# Goal:
Pull out each line in the listing below that contains the string "green". Case counts, so only lines with that same capitalization match.

Boundary labeling items
--------------------

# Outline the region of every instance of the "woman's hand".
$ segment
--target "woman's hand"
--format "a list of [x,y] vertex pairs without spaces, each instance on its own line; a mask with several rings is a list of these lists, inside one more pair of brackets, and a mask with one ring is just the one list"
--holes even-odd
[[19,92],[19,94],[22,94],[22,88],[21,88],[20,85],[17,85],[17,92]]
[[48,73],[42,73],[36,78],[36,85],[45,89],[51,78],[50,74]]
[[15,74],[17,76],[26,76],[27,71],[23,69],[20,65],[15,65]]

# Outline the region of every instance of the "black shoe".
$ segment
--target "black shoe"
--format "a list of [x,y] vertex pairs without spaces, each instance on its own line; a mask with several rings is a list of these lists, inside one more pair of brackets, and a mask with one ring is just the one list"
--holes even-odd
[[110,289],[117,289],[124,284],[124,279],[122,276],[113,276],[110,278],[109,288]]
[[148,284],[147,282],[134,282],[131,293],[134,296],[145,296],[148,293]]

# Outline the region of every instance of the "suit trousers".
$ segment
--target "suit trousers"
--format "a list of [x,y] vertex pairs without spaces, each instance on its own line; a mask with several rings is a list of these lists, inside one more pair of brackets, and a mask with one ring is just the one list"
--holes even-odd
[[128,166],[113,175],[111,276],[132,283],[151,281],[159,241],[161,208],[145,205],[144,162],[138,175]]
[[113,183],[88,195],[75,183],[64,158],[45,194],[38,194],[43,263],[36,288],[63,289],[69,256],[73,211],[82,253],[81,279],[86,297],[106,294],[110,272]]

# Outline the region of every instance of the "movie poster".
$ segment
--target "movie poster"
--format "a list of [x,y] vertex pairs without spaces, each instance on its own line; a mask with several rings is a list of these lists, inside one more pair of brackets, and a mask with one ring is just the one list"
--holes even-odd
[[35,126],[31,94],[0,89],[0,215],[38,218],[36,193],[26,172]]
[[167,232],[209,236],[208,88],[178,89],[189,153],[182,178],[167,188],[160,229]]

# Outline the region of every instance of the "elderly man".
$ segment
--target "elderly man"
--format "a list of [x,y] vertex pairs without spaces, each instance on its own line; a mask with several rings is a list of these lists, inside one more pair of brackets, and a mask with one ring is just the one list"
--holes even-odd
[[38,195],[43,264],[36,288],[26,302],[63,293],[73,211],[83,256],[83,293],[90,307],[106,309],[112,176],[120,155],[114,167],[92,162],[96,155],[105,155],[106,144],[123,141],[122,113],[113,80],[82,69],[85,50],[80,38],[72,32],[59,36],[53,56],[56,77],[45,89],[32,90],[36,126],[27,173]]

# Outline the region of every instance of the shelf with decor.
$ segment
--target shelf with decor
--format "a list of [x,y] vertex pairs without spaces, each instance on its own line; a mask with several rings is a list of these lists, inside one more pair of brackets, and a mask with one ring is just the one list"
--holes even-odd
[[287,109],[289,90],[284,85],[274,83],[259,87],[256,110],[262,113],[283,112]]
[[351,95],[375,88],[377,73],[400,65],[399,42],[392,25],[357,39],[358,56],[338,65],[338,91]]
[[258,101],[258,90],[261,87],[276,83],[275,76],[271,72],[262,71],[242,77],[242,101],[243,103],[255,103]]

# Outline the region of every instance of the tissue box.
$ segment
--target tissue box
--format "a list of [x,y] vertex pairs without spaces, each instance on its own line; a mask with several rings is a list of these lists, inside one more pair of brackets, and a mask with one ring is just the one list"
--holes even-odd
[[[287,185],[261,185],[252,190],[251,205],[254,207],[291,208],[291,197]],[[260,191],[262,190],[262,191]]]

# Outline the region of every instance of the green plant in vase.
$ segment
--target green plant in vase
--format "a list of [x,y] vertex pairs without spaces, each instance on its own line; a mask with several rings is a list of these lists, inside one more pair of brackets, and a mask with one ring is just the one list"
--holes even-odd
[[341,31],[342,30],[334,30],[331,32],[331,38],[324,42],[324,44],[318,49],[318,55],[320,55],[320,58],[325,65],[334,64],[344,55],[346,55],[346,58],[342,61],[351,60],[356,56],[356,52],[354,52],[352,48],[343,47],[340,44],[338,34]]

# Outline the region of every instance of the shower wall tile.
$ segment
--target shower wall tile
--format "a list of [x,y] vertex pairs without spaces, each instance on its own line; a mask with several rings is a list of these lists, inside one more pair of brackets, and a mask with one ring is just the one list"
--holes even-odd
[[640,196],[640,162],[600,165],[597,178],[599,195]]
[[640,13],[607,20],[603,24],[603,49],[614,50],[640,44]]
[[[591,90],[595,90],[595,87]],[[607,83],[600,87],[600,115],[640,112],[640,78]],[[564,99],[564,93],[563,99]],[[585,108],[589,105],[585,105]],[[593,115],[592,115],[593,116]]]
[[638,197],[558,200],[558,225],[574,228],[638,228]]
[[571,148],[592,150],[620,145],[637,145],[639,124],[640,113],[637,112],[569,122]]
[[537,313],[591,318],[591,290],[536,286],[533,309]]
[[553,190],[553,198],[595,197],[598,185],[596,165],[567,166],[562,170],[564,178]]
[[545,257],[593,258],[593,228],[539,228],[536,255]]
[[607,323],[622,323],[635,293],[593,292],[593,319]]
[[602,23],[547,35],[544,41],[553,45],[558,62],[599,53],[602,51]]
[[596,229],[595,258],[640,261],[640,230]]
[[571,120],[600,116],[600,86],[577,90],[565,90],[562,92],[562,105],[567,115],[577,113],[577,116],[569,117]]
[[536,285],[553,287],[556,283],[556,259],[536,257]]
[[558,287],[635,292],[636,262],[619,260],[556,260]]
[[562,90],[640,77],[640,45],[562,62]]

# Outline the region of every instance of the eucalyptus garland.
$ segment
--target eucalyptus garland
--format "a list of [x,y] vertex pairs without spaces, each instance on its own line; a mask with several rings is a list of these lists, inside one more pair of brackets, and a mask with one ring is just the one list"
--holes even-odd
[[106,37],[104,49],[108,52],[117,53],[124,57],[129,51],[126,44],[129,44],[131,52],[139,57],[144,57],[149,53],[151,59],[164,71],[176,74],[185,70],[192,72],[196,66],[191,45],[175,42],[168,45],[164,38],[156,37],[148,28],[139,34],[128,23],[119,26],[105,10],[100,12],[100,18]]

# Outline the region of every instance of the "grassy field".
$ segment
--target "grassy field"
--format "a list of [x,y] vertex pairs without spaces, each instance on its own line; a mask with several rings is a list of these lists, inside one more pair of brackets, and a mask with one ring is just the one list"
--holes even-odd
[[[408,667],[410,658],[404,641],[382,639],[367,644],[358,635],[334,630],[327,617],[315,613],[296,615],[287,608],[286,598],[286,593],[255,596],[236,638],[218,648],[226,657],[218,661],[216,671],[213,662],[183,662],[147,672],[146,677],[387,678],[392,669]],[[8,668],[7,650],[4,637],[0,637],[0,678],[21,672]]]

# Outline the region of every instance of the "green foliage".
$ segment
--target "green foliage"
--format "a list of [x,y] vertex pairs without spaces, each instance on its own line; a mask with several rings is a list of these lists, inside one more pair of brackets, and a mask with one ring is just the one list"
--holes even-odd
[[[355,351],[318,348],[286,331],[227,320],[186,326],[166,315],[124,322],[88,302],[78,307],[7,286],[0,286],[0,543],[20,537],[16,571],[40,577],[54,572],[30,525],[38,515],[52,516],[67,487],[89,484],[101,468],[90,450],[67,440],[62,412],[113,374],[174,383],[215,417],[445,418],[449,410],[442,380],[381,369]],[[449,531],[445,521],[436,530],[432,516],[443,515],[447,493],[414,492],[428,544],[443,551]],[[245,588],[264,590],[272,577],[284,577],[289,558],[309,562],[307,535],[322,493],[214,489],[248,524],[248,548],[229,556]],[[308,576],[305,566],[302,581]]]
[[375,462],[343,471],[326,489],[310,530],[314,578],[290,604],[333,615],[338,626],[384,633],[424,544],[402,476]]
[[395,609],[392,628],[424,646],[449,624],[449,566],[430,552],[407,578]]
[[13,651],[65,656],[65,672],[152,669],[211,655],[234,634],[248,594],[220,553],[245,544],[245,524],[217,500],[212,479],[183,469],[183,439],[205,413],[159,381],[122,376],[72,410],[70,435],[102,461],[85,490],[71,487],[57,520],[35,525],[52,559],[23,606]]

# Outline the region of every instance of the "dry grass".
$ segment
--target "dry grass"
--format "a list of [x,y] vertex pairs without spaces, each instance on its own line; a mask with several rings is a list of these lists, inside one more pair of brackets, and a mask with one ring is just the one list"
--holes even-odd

--------------------

# Output of the task:
# Outline the region of every instance of the green plant in vase.
--target green plant in vase
# Outline the region of every instance of the "green foliage".
--target "green foliage"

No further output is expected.